## Work required
Give the entries below as a Markdown table with the columns Row and Line, starting at the line that contains "drop a dot on the upper" and running through the end of the entries, with that line included and blank lines left out. Leave the pictures out of the table.

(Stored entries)

══════════════════════════════

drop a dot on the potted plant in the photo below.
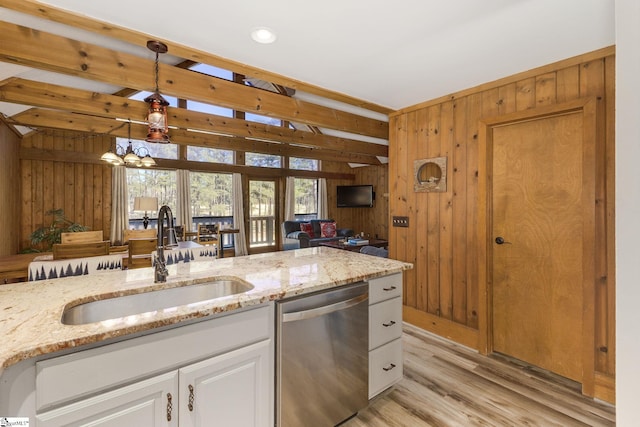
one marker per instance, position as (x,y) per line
(44,237)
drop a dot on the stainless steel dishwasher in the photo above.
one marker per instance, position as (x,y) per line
(322,362)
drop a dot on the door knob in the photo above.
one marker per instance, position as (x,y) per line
(500,241)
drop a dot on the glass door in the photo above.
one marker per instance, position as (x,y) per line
(262,215)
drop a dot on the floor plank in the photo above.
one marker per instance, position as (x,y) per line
(446,384)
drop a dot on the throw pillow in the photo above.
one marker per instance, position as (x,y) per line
(328,229)
(307,228)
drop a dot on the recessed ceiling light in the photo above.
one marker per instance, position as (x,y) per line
(263,35)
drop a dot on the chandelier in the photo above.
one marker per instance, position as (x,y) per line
(128,156)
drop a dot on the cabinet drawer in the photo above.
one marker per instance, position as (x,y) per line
(385,367)
(385,322)
(382,288)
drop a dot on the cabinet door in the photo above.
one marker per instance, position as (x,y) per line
(233,389)
(146,403)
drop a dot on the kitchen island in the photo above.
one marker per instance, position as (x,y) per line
(31,327)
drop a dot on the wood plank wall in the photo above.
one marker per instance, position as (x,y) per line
(82,189)
(441,292)
(9,190)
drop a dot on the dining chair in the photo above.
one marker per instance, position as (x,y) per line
(80,250)
(140,251)
(44,270)
(82,237)
(146,233)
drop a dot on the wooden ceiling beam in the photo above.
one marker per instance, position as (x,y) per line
(50,52)
(50,96)
(94,158)
(48,12)
(51,119)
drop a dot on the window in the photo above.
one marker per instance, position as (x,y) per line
(212,201)
(263,160)
(150,183)
(304,164)
(250,117)
(206,154)
(211,196)
(306,195)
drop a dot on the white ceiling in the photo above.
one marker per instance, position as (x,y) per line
(392,53)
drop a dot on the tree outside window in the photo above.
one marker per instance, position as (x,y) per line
(306,195)
(211,195)
(151,183)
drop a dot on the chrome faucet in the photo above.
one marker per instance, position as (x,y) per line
(161,273)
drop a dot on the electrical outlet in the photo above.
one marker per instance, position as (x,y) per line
(400,221)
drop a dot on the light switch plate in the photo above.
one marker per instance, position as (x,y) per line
(400,221)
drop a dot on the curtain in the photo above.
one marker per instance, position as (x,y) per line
(119,204)
(323,208)
(240,240)
(183,210)
(290,199)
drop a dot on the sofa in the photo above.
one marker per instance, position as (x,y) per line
(295,238)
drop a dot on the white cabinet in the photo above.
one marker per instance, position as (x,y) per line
(221,369)
(146,403)
(229,389)
(385,333)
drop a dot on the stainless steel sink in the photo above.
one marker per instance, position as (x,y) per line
(123,306)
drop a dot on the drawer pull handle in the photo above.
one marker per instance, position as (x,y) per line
(191,397)
(169,406)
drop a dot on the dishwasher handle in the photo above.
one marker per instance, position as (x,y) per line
(325,309)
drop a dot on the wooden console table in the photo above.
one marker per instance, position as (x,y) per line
(378,243)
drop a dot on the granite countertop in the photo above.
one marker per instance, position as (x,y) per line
(30,312)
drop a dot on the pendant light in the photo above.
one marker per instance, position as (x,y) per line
(157,114)
(130,156)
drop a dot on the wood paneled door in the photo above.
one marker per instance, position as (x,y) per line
(540,239)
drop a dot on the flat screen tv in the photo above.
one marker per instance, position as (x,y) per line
(355,196)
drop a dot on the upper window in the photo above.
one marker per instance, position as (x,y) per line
(306,194)
(250,117)
(304,164)
(263,160)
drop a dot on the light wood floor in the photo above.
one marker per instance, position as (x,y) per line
(446,384)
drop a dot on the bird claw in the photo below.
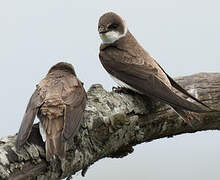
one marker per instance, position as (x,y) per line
(120,90)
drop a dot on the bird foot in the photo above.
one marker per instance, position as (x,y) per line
(121,90)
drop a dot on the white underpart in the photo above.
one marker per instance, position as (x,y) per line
(124,85)
(42,132)
(112,36)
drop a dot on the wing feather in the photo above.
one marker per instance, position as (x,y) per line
(32,108)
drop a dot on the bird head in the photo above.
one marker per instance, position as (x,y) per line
(111,27)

══════════════════════════════

## Result of this exercise
| Row | Line |
|---|---|
| 1 | drop a dot on the upper window in the photo above. |
| 2 | one marker per instance, position as (x,y) per line |
| 3 | (306,194) |
| 4 | (250,117) |
| 5 | (304,164) |
| 6 | (263,160) |
| 7 | drop a dot on the light wood floor in the photo above. |
| 8 | one marker per instance, position as (x,y) per line |
| 9 | (446,384) |
| 10 | drop a dot on the bird claw in the photo below. |
| 11 | one marker per instance, position as (x,y) per line |
| 12 | (120,90) |
| 13 | drop a dot on the bird foot in the photo above. |
| 14 | one marker per instance, position as (x,y) per line |
| 15 | (121,90) |
| 16 | drop a dot on the white underpart in the photo above. |
| 17 | one marker per instance, position as (x,y) per line |
| 18 | (124,85) |
| 19 | (42,132) |
| 20 | (112,36) |
| 21 | drop a dot on the wing feather in the photo above. |
| 22 | one marker per instance, position as (x,y) per line |
| 23 | (32,108) |
| 24 | drop a dot on the bird head in the photo above. |
| 25 | one marker per instance, position as (x,y) per line |
| 26 | (111,27) |